The problem -
Copy each line below holding "lips".

Input data -
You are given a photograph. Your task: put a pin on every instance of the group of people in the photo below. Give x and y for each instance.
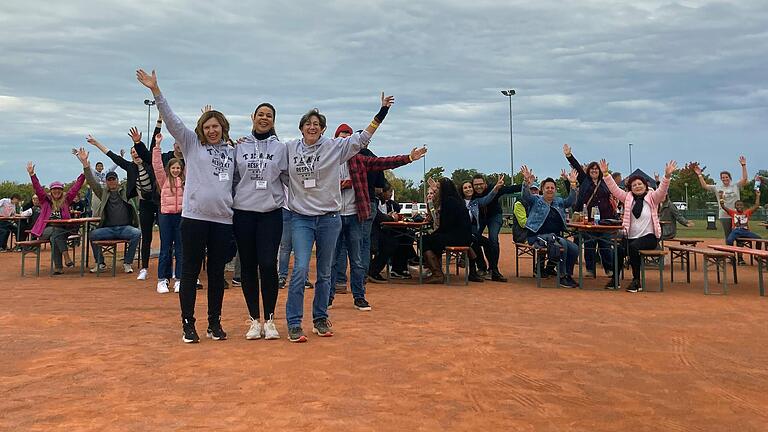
(260, 198)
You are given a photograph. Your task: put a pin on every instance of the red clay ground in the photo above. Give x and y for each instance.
(105, 354)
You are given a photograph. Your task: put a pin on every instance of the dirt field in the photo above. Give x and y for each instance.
(106, 354)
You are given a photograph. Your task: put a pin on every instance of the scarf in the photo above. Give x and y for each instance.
(637, 207)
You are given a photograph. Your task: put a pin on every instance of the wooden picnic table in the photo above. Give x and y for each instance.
(761, 257)
(82, 224)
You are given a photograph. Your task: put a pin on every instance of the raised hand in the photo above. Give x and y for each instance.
(82, 155)
(149, 81)
(603, 166)
(573, 176)
(418, 153)
(135, 135)
(387, 101)
(670, 168)
(499, 182)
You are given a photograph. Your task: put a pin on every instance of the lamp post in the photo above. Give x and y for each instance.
(509, 93)
(149, 104)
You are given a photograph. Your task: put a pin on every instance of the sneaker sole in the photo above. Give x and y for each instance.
(317, 332)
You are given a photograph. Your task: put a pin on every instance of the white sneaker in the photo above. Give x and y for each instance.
(255, 331)
(270, 330)
(162, 286)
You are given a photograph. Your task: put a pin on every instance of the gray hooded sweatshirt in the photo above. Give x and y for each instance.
(209, 171)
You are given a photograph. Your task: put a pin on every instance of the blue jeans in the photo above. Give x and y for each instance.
(322, 231)
(350, 237)
(494, 227)
(603, 244)
(124, 232)
(570, 251)
(170, 246)
(285, 245)
(738, 233)
(340, 261)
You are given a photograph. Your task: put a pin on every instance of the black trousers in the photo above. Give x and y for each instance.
(258, 239)
(634, 246)
(196, 235)
(147, 218)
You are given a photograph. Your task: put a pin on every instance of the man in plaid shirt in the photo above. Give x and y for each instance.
(356, 209)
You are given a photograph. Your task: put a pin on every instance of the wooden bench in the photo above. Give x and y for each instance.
(687, 242)
(655, 257)
(31, 246)
(459, 252)
(761, 257)
(718, 258)
(109, 246)
(752, 244)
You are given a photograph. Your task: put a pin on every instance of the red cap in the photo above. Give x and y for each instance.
(343, 128)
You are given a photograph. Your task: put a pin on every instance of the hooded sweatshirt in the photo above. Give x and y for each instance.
(209, 171)
(313, 171)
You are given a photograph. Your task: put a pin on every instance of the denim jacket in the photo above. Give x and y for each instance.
(538, 208)
(474, 208)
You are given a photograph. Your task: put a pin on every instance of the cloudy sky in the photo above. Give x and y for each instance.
(678, 79)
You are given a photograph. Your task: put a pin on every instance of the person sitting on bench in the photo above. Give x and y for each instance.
(740, 221)
(119, 220)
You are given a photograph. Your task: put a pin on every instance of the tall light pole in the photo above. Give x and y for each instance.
(509, 93)
(149, 104)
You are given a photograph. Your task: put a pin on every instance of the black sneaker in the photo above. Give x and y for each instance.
(377, 278)
(189, 334)
(634, 286)
(215, 331)
(498, 277)
(322, 327)
(362, 304)
(296, 334)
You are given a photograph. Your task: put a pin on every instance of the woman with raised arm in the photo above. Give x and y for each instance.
(593, 194)
(206, 217)
(641, 215)
(260, 162)
(728, 189)
(314, 197)
(170, 182)
(54, 205)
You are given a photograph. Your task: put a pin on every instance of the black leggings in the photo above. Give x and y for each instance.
(147, 218)
(634, 246)
(258, 238)
(196, 235)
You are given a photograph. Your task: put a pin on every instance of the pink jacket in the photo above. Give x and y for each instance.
(170, 202)
(654, 198)
(45, 203)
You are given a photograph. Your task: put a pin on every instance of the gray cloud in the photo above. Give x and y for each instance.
(679, 79)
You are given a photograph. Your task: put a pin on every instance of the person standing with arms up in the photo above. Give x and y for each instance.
(206, 217)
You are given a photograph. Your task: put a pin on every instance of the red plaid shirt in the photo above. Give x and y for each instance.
(359, 166)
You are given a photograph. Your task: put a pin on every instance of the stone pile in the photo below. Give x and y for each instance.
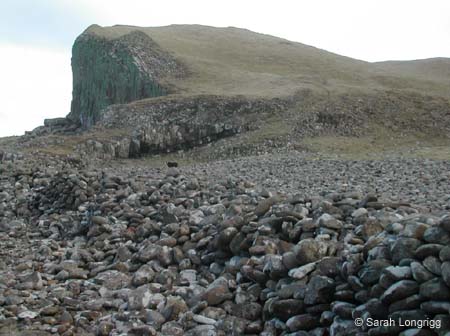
(116, 254)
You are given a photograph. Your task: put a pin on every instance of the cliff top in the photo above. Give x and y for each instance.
(229, 61)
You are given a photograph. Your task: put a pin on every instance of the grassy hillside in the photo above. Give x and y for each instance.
(237, 61)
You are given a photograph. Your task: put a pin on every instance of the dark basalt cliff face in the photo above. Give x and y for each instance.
(114, 71)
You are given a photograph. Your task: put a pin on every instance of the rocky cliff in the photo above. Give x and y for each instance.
(114, 71)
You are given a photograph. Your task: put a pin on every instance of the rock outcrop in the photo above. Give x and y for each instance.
(110, 71)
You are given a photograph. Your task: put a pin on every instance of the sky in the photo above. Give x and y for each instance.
(36, 37)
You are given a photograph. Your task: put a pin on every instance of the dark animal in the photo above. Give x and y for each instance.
(171, 164)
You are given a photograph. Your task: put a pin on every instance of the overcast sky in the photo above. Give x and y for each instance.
(36, 37)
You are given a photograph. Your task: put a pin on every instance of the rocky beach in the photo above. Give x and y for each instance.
(269, 245)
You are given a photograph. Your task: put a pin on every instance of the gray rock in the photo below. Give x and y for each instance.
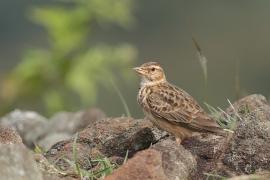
(111, 137)
(28, 124)
(16, 162)
(51, 139)
(164, 161)
(243, 152)
(9, 136)
(177, 162)
(71, 123)
(64, 125)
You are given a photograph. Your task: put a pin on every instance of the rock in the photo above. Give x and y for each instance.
(9, 136)
(64, 125)
(145, 165)
(62, 155)
(207, 148)
(71, 123)
(164, 161)
(50, 139)
(177, 162)
(116, 136)
(49, 172)
(109, 137)
(244, 151)
(249, 148)
(28, 124)
(16, 162)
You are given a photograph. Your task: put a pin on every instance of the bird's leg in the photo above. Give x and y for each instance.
(178, 140)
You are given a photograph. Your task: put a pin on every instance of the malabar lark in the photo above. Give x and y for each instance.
(171, 108)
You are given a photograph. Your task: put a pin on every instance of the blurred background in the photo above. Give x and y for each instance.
(70, 55)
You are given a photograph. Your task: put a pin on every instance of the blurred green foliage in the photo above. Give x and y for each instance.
(67, 74)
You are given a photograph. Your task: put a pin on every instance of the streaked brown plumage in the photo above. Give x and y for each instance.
(171, 108)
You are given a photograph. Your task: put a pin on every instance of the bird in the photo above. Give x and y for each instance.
(169, 107)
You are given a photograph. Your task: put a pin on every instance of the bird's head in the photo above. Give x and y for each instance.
(151, 73)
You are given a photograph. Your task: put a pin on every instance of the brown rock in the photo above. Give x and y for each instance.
(246, 151)
(107, 137)
(9, 136)
(145, 165)
(177, 162)
(164, 161)
(249, 147)
(17, 162)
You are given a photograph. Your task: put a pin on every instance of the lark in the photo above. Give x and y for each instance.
(171, 108)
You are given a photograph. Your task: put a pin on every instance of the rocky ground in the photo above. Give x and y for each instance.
(88, 145)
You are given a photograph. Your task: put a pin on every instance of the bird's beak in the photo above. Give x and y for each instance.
(139, 70)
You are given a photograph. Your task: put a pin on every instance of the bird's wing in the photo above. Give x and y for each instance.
(176, 105)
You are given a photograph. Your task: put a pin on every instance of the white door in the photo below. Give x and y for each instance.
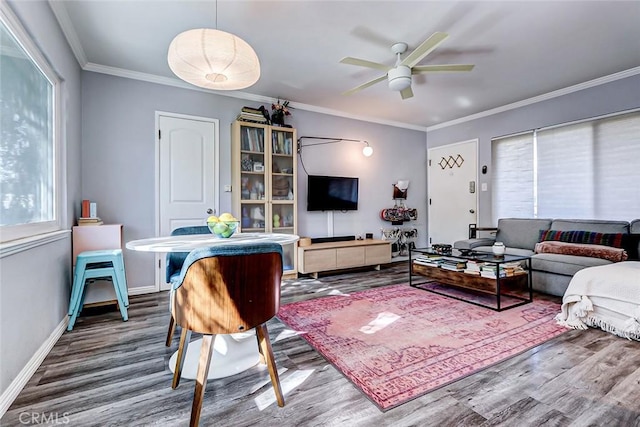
(452, 191)
(187, 176)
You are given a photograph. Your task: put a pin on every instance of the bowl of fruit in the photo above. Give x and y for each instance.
(223, 226)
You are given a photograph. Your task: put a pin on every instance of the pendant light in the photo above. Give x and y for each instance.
(213, 59)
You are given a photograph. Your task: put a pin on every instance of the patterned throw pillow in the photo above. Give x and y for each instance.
(579, 236)
(581, 249)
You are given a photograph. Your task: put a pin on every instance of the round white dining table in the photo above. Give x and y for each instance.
(232, 353)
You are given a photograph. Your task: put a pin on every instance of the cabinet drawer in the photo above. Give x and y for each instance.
(322, 260)
(350, 257)
(378, 254)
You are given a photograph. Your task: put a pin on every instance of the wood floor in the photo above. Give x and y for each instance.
(112, 373)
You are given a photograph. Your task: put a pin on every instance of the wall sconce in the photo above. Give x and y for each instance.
(367, 151)
(400, 189)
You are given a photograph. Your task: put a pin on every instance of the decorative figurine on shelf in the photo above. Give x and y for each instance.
(279, 111)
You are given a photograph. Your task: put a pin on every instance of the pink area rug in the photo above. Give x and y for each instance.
(397, 343)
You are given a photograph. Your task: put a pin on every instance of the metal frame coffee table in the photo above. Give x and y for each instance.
(511, 286)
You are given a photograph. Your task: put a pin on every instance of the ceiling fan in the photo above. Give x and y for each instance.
(399, 75)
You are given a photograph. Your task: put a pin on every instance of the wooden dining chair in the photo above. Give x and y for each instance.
(174, 263)
(227, 289)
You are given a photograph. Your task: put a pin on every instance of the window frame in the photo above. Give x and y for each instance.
(18, 235)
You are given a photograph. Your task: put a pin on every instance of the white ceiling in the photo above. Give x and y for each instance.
(521, 49)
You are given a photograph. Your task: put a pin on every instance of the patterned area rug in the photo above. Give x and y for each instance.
(397, 343)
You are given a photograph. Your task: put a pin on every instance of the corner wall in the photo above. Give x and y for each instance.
(35, 283)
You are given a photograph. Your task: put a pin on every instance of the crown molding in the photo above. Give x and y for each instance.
(61, 14)
(544, 97)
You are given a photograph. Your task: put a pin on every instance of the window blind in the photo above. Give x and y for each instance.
(513, 177)
(585, 170)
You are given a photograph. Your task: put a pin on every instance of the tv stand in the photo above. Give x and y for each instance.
(338, 255)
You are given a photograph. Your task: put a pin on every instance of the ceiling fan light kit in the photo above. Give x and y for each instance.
(399, 78)
(213, 59)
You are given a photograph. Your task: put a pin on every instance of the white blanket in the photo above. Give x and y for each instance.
(606, 297)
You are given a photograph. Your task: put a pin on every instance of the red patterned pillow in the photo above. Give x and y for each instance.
(579, 249)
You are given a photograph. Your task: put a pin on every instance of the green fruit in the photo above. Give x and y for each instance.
(220, 228)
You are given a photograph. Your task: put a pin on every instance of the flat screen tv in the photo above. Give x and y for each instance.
(332, 193)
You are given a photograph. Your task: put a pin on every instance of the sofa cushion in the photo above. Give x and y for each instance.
(582, 236)
(520, 232)
(600, 226)
(567, 265)
(594, 251)
(631, 244)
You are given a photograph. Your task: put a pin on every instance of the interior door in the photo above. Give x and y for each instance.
(187, 176)
(452, 191)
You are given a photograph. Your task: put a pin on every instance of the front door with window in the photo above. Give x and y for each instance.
(452, 192)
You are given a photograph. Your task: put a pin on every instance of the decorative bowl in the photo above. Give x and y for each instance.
(223, 229)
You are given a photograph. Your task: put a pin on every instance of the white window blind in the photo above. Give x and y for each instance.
(617, 170)
(565, 171)
(513, 177)
(585, 170)
(30, 198)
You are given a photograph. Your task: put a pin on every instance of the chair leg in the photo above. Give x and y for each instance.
(79, 303)
(201, 378)
(262, 333)
(172, 329)
(185, 337)
(122, 304)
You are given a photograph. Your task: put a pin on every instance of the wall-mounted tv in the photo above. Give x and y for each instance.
(332, 193)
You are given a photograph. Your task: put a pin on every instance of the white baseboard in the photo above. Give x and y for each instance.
(139, 290)
(16, 386)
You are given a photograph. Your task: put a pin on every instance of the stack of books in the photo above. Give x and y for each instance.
(89, 213)
(248, 114)
(454, 264)
(430, 260)
(89, 221)
(473, 267)
(506, 270)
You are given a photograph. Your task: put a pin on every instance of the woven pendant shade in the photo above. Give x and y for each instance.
(213, 59)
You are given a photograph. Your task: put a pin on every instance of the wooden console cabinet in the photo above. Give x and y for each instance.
(329, 256)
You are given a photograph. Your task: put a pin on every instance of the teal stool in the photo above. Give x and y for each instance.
(102, 264)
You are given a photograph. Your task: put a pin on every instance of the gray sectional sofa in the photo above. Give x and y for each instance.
(552, 272)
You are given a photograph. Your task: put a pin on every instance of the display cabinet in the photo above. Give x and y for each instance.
(264, 163)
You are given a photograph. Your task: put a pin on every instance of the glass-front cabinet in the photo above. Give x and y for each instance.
(264, 182)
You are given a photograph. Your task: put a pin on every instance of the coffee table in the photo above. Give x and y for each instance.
(511, 286)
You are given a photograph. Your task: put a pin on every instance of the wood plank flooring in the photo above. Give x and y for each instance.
(112, 373)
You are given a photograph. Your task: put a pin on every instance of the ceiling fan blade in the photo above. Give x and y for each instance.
(424, 49)
(406, 93)
(441, 68)
(363, 63)
(365, 85)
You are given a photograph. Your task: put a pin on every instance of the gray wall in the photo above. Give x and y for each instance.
(34, 284)
(118, 166)
(619, 95)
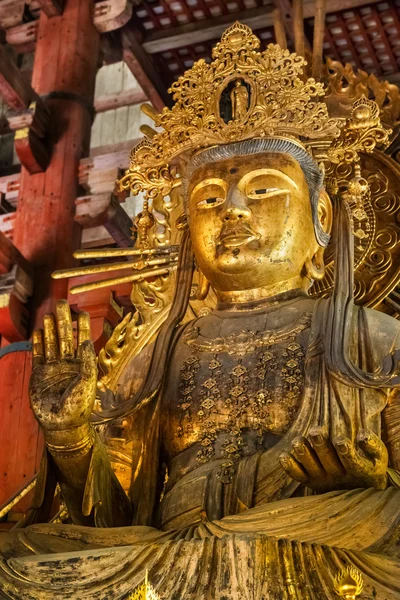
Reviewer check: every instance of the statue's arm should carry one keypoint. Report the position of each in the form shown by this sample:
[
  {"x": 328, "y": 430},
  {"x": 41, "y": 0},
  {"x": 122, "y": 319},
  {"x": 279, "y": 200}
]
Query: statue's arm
[
  {"x": 370, "y": 460},
  {"x": 62, "y": 394}
]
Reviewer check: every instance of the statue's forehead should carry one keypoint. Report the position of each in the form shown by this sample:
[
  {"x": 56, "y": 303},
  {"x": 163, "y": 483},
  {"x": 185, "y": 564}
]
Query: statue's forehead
[{"x": 236, "y": 166}]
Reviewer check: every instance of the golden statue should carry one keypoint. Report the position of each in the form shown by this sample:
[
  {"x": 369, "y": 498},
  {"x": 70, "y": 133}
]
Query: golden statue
[
  {"x": 239, "y": 100},
  {"x": 244, "y": 438}
]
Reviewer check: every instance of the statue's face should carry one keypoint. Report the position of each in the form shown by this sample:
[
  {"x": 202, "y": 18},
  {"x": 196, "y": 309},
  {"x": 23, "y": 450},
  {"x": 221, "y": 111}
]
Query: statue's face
[{"x": 250, "y": 221}]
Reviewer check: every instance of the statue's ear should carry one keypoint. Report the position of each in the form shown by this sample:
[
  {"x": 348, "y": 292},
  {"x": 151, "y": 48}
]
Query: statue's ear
[{"x": 325, "y": 211}]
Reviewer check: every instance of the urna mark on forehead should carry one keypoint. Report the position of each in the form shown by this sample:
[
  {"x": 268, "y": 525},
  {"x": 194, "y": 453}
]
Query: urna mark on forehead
[
  {"x": 243, "y": 168},
  {"x": 291, "y": 149}
]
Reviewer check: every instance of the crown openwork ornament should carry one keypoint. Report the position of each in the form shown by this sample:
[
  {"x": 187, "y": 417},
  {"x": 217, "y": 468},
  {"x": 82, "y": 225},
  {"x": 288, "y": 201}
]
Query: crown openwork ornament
[{"x": 245, "y": 94}]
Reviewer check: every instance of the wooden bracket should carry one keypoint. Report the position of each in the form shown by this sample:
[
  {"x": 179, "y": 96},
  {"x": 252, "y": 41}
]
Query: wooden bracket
[
  {"x": 51, "y": 8},
  {"x": 23, "y": 37},
  {"x": 111, "y": 14},
  {"x": 143, "y": 69},
  {"x": 15, "y": 288},
  {"x": 105, "y": 209},
  {"x": 104, "y": 311},
  {"x": 31, "y": 140},
  {"x": 11, "y": 13}
]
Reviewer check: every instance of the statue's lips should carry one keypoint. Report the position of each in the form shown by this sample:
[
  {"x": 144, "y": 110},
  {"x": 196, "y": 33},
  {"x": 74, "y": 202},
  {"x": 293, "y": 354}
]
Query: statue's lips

Your solution -
Reviewer check: every instance of the statue's lips should carry one keypoint. Report the position of each in the form shown by this sample:
Query: statue's lips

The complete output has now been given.